* **Work instruction**: Using the data below, please return every line exactly as given.

Data supplied section start

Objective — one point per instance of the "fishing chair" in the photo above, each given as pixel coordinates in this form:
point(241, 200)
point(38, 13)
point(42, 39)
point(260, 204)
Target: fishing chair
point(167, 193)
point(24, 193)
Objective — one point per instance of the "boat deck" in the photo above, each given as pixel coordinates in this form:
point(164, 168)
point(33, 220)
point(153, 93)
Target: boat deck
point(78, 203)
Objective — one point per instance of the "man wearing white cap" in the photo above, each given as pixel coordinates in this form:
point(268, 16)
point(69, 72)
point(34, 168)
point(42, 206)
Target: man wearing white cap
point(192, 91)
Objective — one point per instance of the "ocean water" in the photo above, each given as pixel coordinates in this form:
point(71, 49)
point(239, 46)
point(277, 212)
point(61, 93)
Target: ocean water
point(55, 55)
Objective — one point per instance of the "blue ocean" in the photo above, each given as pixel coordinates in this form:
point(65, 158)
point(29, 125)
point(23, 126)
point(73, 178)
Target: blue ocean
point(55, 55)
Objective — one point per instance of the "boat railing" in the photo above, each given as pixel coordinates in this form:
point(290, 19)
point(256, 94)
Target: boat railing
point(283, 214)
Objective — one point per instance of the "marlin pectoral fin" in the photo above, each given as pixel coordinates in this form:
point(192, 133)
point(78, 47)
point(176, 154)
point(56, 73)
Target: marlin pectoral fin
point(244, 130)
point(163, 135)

Data supplied section end

* **Solution for this exercise**:
Objective — one point per instance of the "fishing chair" in the photo above, each given as pixel coordinates in this form:
point(241, 200)
point(38, 13)
point(42, 39)
point(260, 204)
Target: fishing chair
point(167, 193)
point(24, 193)
Objective — one point per instance of the "boat deck" in the photo above, each given as pixel coordinates in this form:
point(164, 168)
point(33, 220)
point(153, 93)
Target: boat deck
point(78, 203)
Objective — one point per instance of the "man wearing white cap" in the photo above, each given as pixel coordinates in this form:
point(268, 16)
point(69, 72)
point(34, 168)
point(42, 206)
Target: man wearing white cap
point(192, 91)
Objective — one point per instance of the "ocean water" in the photo above, each given as pixel coordinates in this form:
point(71, 49)
point(239, 46)
point(277, 212)
point(61, 93)
Target: ocean water
point(55, 55)
Objective — one point per instance of the "blue ocean" in the photo above, each given as pixel coordinates in this form:
point(65, 158)
point(29, 125)
point(23, 126)
point(73, 178)
Target: blue ocean
point(55, 55)
Objective — one point per instance of the "boat railing" in the photo above, each given as pixel coordinates in this form:
point(290, 19)
point(256, 94)
Target: boat railing
point(283, 214)
Objective — one point per instance of the "marlin pectoral fin" in the photo above, each given as pixel coordinates in this form:
point(192, 133)
point(78, 47)
point(176, 154)
point(56, 73)
Target: marlin pectoral fin
point(244, 130)
point(163, 135)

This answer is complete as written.